───── Selected excerpt ─────
# Bell Super Dh creeks- TLD Stage?



## wideawakejake (Jan 18, 2015)

Just got a Bell Super DH on sale. Helmet is very comfortable, even more than my Super 3R's. However, it creaks really bad. Can't ride with it. All the creaking comes comes from the jaw piece. Seller will take it back for an exchange, or $60 off one of the 2019 models, or give me $60 off a TLD Stage. I am just wondering if I wear a medium in the Bell, and its nice and comfy, how does the Stage fit and is it a comfy, quiet helmet? I know it does not have the nice fit adjuster the Bells have. I have no way of trying a Stage on, and I need to make a decision quick so I can get either one delivered before my bike trip to GA next week.


----------



## retrofred (Jan 19, 2004)
─────
= Work to complete =
A. Translate this sentence from the helmet forum thread into Spanish: "I know it does not have the nice fit adjuster the Bells have."
B. Transcribe the helmet forum thread starting at "# Bell Super" and ending at "(Jan 19, 2004)".
───── Data ─────
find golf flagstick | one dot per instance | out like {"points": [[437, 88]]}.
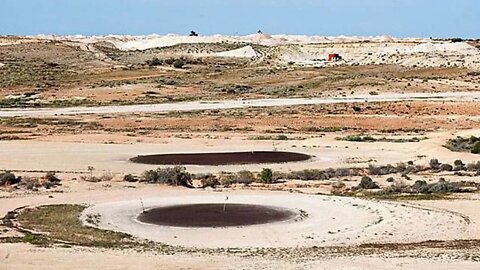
─────
= Worked answers =
A. Sé que no tiene el buen sistema de ajuste que tienen los Bell.

B.
# Bell Super Dh creeks- TLD Stage?



## wideawakejake (Jan 18, 2015)

Just got a Bell Super DH on sale. Helmet is very comfortable, even more than my Super 3R's. However, it creaks really bad. Can't ride with it. All the creaking comes comes from the jaw piece. Seller will take it back for an exchange, or $60 off one of the 2019 models, or give me $60 off a TLD Stage. I am just wondering if I wear a medium in the Bell, and its nice and comfy, how does the Stage fit and is it a comfy, quiet helmet? I know it does not have the nice fit adjuster the Bells have. I have no way of trying a Stage on, and I need to make a decision quick so I can get either one delivered before my bike trip to GA next week.


----------



## retrofred (Jan 19, 2004)